== The input

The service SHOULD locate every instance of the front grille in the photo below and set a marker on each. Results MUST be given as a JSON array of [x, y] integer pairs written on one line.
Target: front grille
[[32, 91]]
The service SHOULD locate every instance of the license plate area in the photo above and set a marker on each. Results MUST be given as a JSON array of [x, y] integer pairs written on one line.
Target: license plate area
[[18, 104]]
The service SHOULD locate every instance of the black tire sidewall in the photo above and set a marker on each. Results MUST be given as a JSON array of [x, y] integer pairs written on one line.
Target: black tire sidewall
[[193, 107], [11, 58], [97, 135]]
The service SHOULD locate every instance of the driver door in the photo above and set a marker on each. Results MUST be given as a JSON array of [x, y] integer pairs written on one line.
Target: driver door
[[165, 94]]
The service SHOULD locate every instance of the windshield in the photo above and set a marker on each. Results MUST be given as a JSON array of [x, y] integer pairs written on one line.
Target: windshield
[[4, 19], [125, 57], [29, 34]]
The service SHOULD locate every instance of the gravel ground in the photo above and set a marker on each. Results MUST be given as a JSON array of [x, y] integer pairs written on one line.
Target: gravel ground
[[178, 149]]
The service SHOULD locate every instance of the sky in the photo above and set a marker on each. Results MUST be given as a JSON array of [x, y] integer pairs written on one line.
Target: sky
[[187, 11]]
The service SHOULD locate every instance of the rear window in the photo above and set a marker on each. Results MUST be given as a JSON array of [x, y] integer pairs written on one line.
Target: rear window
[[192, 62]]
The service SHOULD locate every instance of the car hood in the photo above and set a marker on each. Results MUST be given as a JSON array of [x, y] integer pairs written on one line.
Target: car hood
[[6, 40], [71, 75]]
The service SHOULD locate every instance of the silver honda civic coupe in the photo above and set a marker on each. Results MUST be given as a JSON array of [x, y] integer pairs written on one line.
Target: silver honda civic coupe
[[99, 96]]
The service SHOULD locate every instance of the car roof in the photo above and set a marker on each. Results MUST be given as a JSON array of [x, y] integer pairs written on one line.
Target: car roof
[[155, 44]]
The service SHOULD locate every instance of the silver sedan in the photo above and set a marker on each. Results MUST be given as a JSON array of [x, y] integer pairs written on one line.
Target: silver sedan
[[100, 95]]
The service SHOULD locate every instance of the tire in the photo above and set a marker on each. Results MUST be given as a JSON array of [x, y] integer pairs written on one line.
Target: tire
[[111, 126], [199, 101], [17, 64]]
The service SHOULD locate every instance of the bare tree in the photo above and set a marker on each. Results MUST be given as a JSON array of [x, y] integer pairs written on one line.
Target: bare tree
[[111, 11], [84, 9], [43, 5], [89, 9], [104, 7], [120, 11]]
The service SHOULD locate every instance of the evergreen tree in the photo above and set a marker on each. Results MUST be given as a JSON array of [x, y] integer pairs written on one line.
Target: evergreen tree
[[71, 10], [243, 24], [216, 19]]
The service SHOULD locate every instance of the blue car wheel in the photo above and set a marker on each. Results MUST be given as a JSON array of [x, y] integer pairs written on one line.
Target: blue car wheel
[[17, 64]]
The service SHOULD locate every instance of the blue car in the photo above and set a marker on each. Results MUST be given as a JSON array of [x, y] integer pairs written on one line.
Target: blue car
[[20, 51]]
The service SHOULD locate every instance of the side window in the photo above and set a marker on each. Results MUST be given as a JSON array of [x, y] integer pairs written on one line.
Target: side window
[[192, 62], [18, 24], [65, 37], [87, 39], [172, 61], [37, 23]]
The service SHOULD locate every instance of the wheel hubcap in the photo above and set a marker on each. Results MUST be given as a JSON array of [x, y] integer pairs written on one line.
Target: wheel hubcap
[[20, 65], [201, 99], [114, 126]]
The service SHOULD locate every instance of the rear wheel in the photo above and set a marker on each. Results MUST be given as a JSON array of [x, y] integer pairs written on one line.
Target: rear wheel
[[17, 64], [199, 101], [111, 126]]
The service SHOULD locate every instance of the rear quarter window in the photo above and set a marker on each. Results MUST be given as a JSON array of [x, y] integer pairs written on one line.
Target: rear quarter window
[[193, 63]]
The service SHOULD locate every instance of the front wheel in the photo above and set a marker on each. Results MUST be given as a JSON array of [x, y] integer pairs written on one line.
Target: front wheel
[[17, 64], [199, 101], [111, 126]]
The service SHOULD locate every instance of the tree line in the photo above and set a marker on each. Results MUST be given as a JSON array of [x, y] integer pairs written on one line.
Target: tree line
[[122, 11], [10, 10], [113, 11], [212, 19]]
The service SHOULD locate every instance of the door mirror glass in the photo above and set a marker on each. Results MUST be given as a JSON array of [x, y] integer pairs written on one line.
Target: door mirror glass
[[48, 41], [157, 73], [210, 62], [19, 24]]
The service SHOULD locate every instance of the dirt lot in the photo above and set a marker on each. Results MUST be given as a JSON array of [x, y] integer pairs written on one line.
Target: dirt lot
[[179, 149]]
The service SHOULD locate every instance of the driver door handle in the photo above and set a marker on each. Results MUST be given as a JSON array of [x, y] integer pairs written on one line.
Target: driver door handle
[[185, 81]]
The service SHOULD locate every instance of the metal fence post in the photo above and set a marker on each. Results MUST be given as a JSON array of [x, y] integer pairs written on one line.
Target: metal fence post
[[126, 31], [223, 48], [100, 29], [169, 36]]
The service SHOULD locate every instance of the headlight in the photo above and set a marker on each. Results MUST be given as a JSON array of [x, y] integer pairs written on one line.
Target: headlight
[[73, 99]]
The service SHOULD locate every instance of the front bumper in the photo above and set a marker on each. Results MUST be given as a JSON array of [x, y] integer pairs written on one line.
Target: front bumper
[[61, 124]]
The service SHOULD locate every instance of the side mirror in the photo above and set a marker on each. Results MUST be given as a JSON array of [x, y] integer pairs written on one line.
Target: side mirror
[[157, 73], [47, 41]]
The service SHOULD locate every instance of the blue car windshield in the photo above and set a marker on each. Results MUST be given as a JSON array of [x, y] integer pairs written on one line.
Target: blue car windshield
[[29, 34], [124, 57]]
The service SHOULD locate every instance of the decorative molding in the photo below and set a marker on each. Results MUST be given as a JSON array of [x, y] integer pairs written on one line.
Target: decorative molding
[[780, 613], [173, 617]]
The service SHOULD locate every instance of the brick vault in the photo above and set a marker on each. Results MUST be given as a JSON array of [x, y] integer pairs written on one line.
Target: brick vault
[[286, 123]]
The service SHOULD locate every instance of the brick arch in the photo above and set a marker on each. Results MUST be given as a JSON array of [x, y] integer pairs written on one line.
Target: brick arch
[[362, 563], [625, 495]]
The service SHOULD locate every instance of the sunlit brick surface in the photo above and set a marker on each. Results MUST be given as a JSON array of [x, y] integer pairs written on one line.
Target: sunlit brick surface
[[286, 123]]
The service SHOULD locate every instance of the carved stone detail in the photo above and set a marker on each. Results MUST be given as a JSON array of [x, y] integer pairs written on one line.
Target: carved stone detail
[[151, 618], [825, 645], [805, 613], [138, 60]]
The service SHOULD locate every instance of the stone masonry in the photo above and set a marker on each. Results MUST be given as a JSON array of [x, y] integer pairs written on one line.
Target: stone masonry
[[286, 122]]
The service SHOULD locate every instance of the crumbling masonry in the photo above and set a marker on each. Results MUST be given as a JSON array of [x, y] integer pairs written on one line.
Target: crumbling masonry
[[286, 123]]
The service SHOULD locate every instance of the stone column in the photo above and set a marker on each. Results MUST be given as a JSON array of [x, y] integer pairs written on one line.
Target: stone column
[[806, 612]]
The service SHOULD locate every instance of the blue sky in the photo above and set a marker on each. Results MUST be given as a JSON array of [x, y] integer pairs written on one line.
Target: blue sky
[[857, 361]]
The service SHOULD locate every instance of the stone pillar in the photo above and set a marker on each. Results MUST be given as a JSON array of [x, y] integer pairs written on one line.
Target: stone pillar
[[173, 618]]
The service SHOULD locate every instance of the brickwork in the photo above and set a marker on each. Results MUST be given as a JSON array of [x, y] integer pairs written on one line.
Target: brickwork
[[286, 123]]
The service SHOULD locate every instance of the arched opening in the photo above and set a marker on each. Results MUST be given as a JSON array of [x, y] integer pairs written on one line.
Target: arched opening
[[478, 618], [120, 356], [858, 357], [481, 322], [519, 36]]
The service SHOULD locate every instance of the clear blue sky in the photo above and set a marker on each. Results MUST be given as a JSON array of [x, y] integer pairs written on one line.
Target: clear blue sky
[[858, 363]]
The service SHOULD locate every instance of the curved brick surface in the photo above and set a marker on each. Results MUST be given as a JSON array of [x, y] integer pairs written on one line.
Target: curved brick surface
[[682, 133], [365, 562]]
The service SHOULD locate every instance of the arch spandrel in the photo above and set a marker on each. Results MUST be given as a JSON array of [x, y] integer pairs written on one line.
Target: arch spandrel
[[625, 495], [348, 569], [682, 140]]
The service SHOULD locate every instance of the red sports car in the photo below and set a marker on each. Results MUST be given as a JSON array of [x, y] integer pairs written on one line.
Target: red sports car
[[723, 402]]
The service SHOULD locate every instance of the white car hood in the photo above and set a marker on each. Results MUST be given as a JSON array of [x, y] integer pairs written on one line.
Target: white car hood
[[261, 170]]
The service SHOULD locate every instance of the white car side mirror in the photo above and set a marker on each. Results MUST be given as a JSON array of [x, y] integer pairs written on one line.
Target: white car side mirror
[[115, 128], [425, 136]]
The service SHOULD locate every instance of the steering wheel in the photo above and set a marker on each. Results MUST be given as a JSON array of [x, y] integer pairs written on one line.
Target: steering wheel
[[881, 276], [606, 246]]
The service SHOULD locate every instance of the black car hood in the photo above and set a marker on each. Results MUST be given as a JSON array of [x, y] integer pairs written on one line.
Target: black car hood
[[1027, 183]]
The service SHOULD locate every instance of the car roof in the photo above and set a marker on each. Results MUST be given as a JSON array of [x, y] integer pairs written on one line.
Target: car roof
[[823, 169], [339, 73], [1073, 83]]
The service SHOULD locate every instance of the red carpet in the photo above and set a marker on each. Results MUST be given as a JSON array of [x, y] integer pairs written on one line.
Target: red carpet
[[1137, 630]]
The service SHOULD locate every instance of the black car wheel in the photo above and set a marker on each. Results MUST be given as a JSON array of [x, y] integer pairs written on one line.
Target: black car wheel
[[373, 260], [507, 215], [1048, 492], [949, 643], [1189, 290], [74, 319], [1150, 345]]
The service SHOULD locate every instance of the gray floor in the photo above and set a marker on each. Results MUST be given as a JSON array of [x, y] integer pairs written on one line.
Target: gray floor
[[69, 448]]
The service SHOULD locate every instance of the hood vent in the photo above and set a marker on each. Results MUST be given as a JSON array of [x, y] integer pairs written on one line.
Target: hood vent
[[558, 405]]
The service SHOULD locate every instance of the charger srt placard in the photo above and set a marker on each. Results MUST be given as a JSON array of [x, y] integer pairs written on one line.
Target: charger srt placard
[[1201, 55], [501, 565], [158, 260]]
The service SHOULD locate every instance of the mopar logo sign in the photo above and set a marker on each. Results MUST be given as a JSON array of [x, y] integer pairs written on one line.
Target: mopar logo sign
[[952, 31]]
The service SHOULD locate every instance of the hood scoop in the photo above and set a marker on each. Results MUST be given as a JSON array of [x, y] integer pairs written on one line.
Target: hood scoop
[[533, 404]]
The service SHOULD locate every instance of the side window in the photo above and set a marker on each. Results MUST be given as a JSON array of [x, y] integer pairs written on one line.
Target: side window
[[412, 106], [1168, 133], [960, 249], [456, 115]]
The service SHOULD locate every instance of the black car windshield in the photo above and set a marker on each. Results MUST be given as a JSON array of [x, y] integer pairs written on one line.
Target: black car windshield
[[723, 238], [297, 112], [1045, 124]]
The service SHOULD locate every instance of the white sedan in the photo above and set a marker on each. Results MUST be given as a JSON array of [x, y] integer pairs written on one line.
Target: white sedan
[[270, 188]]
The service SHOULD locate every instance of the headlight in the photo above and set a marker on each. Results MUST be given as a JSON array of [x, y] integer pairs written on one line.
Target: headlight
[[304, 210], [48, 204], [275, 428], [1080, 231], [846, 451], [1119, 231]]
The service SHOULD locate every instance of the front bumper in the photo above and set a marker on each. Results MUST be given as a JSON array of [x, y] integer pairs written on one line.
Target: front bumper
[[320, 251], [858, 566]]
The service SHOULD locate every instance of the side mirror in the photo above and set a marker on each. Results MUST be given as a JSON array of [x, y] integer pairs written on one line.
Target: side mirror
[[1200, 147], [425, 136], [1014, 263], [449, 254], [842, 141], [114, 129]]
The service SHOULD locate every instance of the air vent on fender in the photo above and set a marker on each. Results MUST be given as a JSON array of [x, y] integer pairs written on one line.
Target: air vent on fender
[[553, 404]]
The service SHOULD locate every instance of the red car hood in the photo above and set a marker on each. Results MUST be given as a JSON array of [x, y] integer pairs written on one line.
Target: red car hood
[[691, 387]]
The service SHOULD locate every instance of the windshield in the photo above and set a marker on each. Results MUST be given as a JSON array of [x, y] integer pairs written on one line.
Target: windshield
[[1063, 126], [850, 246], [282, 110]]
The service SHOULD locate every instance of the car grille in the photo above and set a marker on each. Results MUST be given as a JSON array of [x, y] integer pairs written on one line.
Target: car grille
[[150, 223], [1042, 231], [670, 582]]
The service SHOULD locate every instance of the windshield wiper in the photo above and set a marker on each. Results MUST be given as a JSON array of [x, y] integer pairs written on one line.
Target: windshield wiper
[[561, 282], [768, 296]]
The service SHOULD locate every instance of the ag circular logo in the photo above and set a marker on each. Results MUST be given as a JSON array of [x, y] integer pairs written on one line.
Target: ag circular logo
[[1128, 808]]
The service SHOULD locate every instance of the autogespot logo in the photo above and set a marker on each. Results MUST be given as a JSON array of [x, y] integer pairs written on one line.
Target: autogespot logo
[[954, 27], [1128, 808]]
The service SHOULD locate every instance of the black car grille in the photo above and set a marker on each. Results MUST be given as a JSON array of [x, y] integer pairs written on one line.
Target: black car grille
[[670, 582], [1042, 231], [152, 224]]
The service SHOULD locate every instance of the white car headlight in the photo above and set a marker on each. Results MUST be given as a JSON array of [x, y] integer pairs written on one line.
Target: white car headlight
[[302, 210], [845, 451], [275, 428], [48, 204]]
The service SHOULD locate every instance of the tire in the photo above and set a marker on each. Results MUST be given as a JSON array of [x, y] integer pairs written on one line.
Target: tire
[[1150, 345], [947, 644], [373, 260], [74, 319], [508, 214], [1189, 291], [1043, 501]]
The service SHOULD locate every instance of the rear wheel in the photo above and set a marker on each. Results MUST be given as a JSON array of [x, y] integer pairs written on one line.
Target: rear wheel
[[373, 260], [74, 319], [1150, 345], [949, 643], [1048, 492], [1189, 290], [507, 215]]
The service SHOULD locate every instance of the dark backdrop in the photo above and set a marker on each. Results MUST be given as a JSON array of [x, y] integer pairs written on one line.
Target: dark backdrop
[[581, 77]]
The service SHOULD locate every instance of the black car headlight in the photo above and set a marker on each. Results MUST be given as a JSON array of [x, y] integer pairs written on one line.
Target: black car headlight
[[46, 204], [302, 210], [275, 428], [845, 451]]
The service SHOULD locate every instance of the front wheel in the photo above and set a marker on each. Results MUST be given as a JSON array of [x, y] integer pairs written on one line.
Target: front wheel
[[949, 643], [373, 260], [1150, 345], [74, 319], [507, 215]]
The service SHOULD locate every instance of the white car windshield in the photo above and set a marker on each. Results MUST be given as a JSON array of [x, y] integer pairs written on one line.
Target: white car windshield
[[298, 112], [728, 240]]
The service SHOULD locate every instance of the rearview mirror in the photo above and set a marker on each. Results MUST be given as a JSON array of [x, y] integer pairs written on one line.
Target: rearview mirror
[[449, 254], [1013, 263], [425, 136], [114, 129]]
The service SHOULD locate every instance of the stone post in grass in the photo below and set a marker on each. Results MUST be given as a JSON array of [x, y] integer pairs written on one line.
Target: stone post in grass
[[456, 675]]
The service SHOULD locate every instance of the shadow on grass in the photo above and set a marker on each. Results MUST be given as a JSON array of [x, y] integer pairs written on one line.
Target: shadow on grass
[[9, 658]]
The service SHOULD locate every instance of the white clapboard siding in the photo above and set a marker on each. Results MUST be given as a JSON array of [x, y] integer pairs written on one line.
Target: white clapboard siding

====

Render the records from their start through the line that contains "[[18, 104]]" as a two-column CSV with the headers text and answer. Give one row per record, put each value in a single quoted field, and replace line breaks with spaces.

§ Solution to this task:
text,answer
"The service SHOULD locate every instance of the front grille in the photo below and set a marker on each. Results MUST be given as a JSON array of [x, y] integer pairs written on one line. Target: front grille","[[32, 91]]"
"The service SHOULD locate every instance of the license plate area in the photo above and set a marker on each. Results MUST be given as a JSON array of [x, y] integer pairs written on one line. Target: license plate area","[[18, 104]]"